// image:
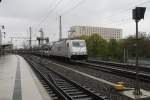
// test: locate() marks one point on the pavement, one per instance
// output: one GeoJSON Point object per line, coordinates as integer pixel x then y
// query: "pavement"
{"type": "Point", "coordinates": [18, 81]}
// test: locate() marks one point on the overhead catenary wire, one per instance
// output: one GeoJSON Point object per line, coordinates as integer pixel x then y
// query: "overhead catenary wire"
{"type": "Point", "coordinates": [72, 8]}
{"type": "Point", "coordinates": [49, 13]}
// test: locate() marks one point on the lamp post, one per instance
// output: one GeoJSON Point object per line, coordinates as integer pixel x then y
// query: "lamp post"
{"type": "Point", "coordinates": [138, 14]}
{"type": "Point", "coordinates": [2, 27]}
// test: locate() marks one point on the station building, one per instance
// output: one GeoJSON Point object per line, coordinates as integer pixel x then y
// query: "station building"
{"type": "Point", "coordinates": [105, 33]}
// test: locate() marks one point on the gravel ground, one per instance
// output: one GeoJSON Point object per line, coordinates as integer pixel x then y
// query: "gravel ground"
{"type": "Point", "coordinates": [102, 88]}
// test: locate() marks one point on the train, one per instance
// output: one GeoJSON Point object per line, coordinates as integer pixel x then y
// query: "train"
{"type": "Point", "coordinates": [68, 48]}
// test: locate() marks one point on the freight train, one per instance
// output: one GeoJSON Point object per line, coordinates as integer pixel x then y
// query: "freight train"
{"type": "Point", "coordinates": [67, 48]}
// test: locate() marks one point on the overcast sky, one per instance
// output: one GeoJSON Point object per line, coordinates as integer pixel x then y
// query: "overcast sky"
{"type": "Point", "coordinates": [19, 15]}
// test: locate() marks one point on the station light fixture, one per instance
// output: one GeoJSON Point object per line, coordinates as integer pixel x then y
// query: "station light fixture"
{"type": "Point", "coordinates": [137, 14]}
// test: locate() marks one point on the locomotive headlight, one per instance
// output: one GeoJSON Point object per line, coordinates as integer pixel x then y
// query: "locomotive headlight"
{"type": "Point", "coordinates": [73, 53]}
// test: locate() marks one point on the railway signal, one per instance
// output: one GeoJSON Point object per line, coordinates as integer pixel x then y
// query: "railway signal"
{"type": "Point", "coordinates": [137, 14]}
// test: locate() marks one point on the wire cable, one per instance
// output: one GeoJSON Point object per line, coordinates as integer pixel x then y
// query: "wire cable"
{"type": "Point", "coordinates": [74, 7]}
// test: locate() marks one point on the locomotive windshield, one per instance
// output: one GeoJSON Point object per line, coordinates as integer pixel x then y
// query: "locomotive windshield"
{"type": "Point", "coordinates": [78, 44]}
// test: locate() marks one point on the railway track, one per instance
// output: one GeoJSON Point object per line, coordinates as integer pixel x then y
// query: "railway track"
{"type": "Point", "coordinates": [61, 88]}
{"type": "Point", "coordinates": [115, 70]}
{"type": "Point", "coordinates": [120, 65]}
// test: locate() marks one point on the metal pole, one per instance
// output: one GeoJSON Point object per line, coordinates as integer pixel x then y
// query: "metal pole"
{"type": "Point", "coordinates": [124, 55]}
{"type": "Point", "coordinates": [137, 86]}
{"type": "Point", "coordinates": [30, 29]}
{"type": "Point", "coordinates": [60, 28]}
{"type": "Point", "coordinates": [0, 42]}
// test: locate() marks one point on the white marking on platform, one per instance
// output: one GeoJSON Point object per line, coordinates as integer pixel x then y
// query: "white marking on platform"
{"type": "Point", "coordinates": [29, 87]}
{"type": "Point", "coordinates": [7, 76]}
{"type": "Point", "coordinates": [84, 74]}
{"type": "Point", "coordinates": [145, 94]}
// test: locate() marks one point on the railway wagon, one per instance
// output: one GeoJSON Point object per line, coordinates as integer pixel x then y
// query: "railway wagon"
{"type": "Point", "coordinates": [71, 49]}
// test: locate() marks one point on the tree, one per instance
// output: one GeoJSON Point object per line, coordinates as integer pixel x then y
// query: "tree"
{"type": "Point", "coordinates": [96, 45]}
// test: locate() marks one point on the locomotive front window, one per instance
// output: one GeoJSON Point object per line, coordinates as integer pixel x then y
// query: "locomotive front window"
{"type": "Point", "coordinates": [78, 44]}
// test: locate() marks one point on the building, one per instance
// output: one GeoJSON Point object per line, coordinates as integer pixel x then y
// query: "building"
{"type": "Point", "coordinates": [105, 33]}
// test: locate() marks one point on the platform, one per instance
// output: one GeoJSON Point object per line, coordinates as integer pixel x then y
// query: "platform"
{"type": "Point", "coordinates": [18, 81]}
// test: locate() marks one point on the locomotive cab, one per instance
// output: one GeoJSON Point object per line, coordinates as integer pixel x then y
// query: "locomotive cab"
{"type": "Point", "coordinates": [78, 49]}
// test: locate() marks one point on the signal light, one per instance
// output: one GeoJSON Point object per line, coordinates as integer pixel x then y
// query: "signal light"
{"type": "Point", "coordinates": [138, 13]}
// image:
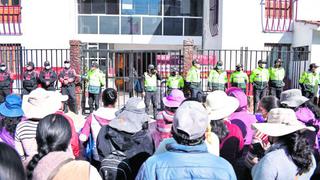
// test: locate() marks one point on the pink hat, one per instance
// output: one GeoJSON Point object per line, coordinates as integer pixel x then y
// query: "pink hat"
{"type": "Point", "coordinates": [174, 99]}
{"type": "Point", "coordinates": [240, 95]}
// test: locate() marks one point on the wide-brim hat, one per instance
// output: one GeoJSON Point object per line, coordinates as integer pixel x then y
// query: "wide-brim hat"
{"type": "Point", "coordinates": [174, 99]}
{"type": "Point", "coordinates": [40, 103]}
{"type": "Point", "coordinates": [281, 122]}
{"type": "Point", "coordinates": [219, 105]}
{"type": "Point", "coordinates": [292, 98]}
{"type": "Point", "coordinates": [131, 117]}
{"type": "Point", "coordinates": [12, 106]}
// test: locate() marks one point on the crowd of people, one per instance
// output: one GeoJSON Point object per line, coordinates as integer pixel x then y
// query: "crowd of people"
{"type": "Point", "coordinates": [216, 136]}
{"type": "Point", "coordinates": [189, 139]}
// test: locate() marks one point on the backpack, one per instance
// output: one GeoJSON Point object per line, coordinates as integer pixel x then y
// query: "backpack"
{"type": "Point", "coordinates": [115, 166]}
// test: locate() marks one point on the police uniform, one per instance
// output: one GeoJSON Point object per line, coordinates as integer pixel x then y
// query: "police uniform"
{"type": "Point", "coordinates": [218, 78]}
{"type": "Point", "coordinates": [260, 78]}
{"type": "Point", "coordinates": [194, 81]}
{"type": "Point", "coordinates": [30, 79]}
{"type": "Point", "coordinates": [96, 81]}
{"type": "Point", "coordinates": [239, 78]}
{"type": "Point", "coordinates": [150, 88]}
{"type": "Point", "coordinates": [67, 77]}
{"type": "Point", "coordinates": [5, 82]}
{"type": "Point", "coordinates": [174, 81]}
{"type": "Point", "coordinates": [276, 81]}
{"type": "Point", "coordinates": [308, 81]}
{"type": "Point", "coordinates": [48, 78]}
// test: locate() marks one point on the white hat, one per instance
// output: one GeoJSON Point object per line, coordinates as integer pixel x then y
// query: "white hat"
{"type": "Point", "coordinates": [292, 98]}
{"type": "Point", "coordinates": [219, 105]}
{"type": "Point", "coordinates": [281, 121]}
{"type": "Point", "coordinates": [40, 103]}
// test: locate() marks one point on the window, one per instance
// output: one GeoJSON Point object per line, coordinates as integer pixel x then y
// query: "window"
{"type": "Point", "coordinates": [214, 17]}
{"type": "Point", "coordinates": [277, 15]}
{"type": "Point", "coordinates": [278, 9]}
{"type": "Point", "coordinates": [173, 26]}
{"type": "Point", "coordinates": [88, 24]}
{"type": "Point", "coordinates": [183, 7]}
{"type": "Point", "coordinates": [145, 7]}
{"type": "Point", "coordinates": [109, 25]}
{"type": "Point", "coordinates": [98, 6]}
{"type": "Point", "coordinates": [130, 25]}
{"type": "Point", "coordinates": [152, 26]}
{"type": "Point", "coordinates": [192, 27]}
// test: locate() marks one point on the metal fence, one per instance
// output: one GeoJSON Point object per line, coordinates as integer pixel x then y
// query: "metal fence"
{"type": "Point", "coordinates": [16, 58]}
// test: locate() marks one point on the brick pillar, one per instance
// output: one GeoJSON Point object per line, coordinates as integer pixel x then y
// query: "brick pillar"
{"type": "Point", "coordinates": [188, 46]}
{"type": "Point", "coordinates": [75, 61]}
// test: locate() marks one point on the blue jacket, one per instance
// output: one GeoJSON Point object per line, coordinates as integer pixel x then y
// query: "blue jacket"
{"type": "Point", "coordinates": [186, 162]}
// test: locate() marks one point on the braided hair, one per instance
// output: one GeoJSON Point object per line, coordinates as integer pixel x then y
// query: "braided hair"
{"type": "Point", "coordinates": [53, 134]}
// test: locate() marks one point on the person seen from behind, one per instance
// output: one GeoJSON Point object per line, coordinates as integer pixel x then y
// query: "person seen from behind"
{"type": "Point", "coordinates": [10, 115]}
{"type": "Point", "coordinates": [53, 161]}
{"type": "Point", "coordinates": [11, 167]}
{"type": "Point", "coordinates": [290, 156]}
{"type": "Point", "coordinates": [99, 118]}
{"type": "Point", "coordinates": [188, 156]}
{"type": "Point", "coordinates": [165, 118]}
{"type": "Point", "coordinates": [125, 143]}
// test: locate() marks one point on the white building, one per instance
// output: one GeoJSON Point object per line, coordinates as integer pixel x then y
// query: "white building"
{"type": "Point", "coordinates": [263, 25]}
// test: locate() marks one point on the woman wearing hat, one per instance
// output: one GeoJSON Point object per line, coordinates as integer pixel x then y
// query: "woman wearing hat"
{"type": "Point", "coordinates": [220, 107]}
{"type": "Point", "coordinates": [165, 118]}
{"type": "Point", "coordinates": [127, 139]}
{"type": "Point", "coordinates": [11, 114]}
{"type": "Point", "coordinates": [290, 156]}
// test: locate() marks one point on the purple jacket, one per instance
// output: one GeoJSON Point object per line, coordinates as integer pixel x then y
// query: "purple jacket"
{"type": "Point", "coordinates": [244, 120]}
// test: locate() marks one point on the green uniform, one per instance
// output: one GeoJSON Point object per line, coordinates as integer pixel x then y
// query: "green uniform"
{"type": "Point", "coordinates": [260, 77]}
{"type": "Point", "coordinates": [194, 81]}
{"type": "Point", "coordinates": [277, 76]}
{"type": "Point", "coordinates": [96, 80]}
{"type": "Point", "coordinates": [175, 82]}
{"type": "Point", "coordinates": [150, 82]}
{"type": "Point", "coordinates": [239, 79]}
{"type": "Point", "coordinates": [217, 80]}
{"type": "Point", "coordinates": [309, 81]}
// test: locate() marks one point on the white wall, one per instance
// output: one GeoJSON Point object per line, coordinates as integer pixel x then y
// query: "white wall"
{"type": "Point", "coordinates": [242, 26]}
{"type": "Point", "coordinates": [308, 10]}
{"type": "Point", "coordinates": [45, 24]}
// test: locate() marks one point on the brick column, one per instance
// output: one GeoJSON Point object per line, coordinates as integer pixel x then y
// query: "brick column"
{"type": "Point", "coordinates": [75, 61]}
{"type": "Point", "coordinates": [188, 46]}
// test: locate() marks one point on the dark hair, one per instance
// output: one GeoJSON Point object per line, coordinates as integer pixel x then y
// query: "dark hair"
{"type": "Point", "coordinates": [10, 124]}
{"type": "Point", "coordinates": [313, 107]}
{"type": "Point", "coordinates": [299, 150]}
{"type": "Point", "coordinates": [109, 96]}
{"type": "Point", "coordinates": [10, 164]}
{"type": "Point", "coordinates": [53, 134]}
{"type": "Point", "coordinates": [183, 138]}
{"type": "Point", "coordinates": [270, 102]}
{"type": "Point", "coordinates": [219, 128]}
□ □ □ □ □
Goal of the exercise: Convert the stretch from the line containing "dark hair, one per instance" through the end of the rows into a Markdown table with the columns No. and Line, one numbered table row per line, skipping blank lines.

Solution to this exercise:
| No. | Line |
|---|---|
| 1 | // test: locate() marks one point on the dark hair, one per instance |
| 2 | // output: one GeoJSON Point object per line, coordinates as integer pixel x then y |
| 3 | // query: "dark hair" |
| 4 | {"type": "Point", "coordinates": [10, 124]} |
| 5 | {"type": "Point", "coordinates": [313, 107]} |
| 6 | {"type": "Point", "coordinates": [299, 150]} |
| 7 | {"type": "Point", "coordinates": [109, 96]} |
| 8 | {"type": "Point", "coordinates": [10, 164]} |
| 9 | {"type": "Point", "coordinates": [53, 134]} |
| 10 | {"type": "Point", "coordinates": [183, 138]} |
| 11 | {"type": "Point", "coordinates": [270, 102]} |
| 12 | {"type": "Point", "coordinates": [219, 128]} |